Annotation data for object locations:
##############################
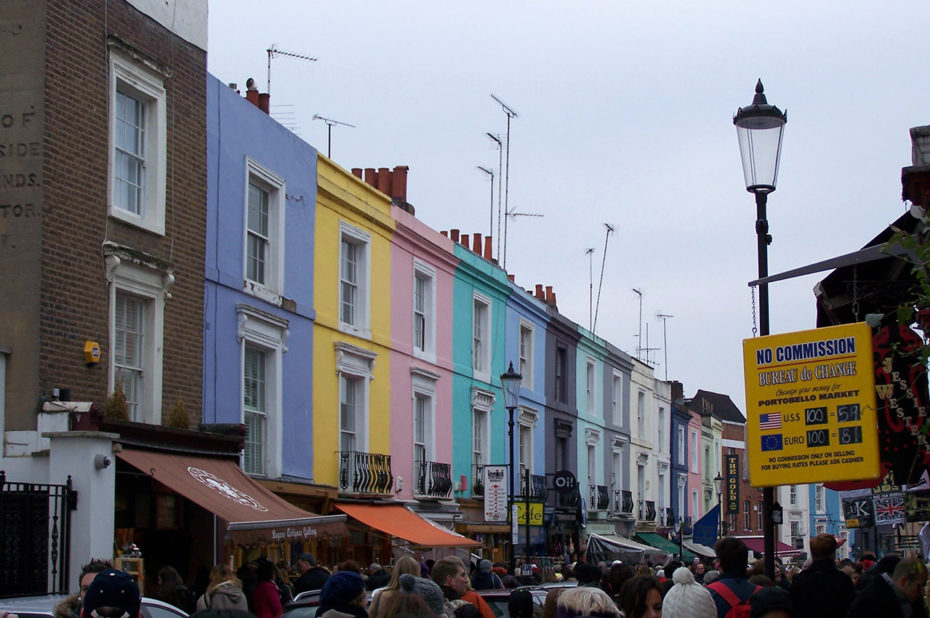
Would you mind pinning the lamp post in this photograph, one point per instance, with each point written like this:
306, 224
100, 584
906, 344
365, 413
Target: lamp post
510, 386
759, 127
##############################
- [Work instructions]: Copy all of the material above word for word, leaving out the pictures.

- [Task solution]:
Would you mind pinning the lamp post in this photograph, one point per instance, with each point written like this:
306, 224
100, 584
906, 344
365, 413
Target: lamp post
510, 386
759, 127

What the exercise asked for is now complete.